» **Required task**
Put every line of the items below into a Markdown table with the columns Row and Text, numbering each row and skipping blank lines. Leave the pictures out of the table.

» **Data provided**

****************

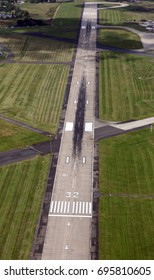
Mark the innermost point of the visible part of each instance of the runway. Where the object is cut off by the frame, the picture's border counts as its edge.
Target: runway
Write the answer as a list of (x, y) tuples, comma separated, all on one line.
[(68, 234)]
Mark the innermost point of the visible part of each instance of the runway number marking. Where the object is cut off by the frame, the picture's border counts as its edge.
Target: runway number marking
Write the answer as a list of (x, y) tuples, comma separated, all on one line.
[(72, 194)]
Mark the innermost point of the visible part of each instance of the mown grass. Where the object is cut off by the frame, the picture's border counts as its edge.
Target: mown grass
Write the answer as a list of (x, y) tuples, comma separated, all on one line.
[(13, 136), (119, 38), (42, 11), (31, 48), (22, 187), (65, 23), (126, 167), (34, 93), (126, 229), (124, 16), (125, 86), (127, 164)]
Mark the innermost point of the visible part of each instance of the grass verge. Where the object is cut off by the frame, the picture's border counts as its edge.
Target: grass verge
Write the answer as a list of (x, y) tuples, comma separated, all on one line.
[(34, 93), (13, 136), (22, 187), (125, 86), (126, 213), (119, 38)]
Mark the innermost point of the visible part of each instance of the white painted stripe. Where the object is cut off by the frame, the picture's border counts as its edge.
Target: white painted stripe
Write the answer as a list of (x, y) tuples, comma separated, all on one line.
[(68, 206), (58, 207), (71, 216), (65, 204), (55, 206), (90, 208), (76, 210), (80, 207), (84, 160), (88, 127), (86, 207), (83, 205), (67, 160), (61, 209), (69, 126), (73, 207), (51, 207)]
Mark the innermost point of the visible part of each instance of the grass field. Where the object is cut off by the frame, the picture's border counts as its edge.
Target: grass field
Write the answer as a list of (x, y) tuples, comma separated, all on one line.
[(65, 23), (22, 188), (126, 167), (119, 38), (124, 16), (34, 93), (30, 48), (42, 11), (125, 86), (13, 136)]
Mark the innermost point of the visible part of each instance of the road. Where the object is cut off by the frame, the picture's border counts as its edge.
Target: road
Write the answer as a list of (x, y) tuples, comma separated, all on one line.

****************

» **Output for this exercise**
| Row | Text |
|---|---|
| 1 | Mark the innermost point of the visible part of each instance of the runway. Where the object is cut off by the frame, the picture's border counts as its edge. |
| 2 | Target: runway |
| 3 | Write the answer as a list of (x, y) tuples, comma separated, all on one line. |
| 4 | [(68, 234)] |
| 5 | Mark the innermost point of the visible part of each instance of the runway number marking. Where the object is cut off by the frame, the picture's border counts as its edge. |
| 6 | Target: runway number marking |
| 7 | Write the answer as a list of (x, y) tuples, comma separated, all on one line. |
| 8 | [(72, 194)] |
| 9 | Mark the innermost point of the visible part of each instance of the mown grass. Where the object is cut off by the frame, the picture's border counts as its edge. |
| 10 | Target: mown grass |
| 11 | Write the answer as a list of (x, y) tuples, comma separated, all on one line. |
| 12 | [(13, 136), (119, 38), (42, 11), (31, 48), (22, 187), (65, 23), (126, 167), (34, 93), (126, 229), (124, 16), (125, 86), (127, 164)] |
| 13 | Mark the innermost point of the visible part of each instance of the grass verge. Where the object is cut off by the frame, the picture's border counts as its edge. |
| 14 | Target: grass verge |
| 15 | Write the answer as a list of (x, y) tuples, comma separated, all on one line. |
| 16 | [(34, 93), (13, 136), (22, 187), (125, 86), (126, 213), (119, 38)] |
| 17 | Mark the innermost point of the visible part of each instance of the white painted stripe. Where the object is cut off by the frame, the picture's border counts as its edge. |
| 18 | Target: white painted stripe |
| 19 | Write the answer as a list of (x, y) tuples, comma separated, all on one line. |
| 20 | [(68, 206), (58, 207), (71, 216), (65, 204), (55, 206), (90, 208), (76, 210), (80, 207), (84, 160), (88, 127), (86, 207), (83, 205), (67, 160), (61, 209), (69, 126), (73, 207), (51, 207)] |
| 21 | Mark the innermost point of the visible part of each instance of the grass field. Where the object is cut off by the frame, the picture's border counts as its edge. |
| 22 | Target: grass field |
| 23 | Write the answer as a list of (x, y) tuples, comma separated, all on one line. |
| 24 | [(65, 23), (22, 188), (126, 167), (119, 38), (124, 16), (34, 93), (30, 48), (42, 11), (125, 86), (13, 136)] |
| 25 | Mark the innermost point of the visible part of each instance of the road. Where the object is cut off by the frame, the picture's border counts as its edge. |
| 26 | Target: road |
| 27 | Write the answer as a list of (x, y) tuples, comma separated, all on one line. |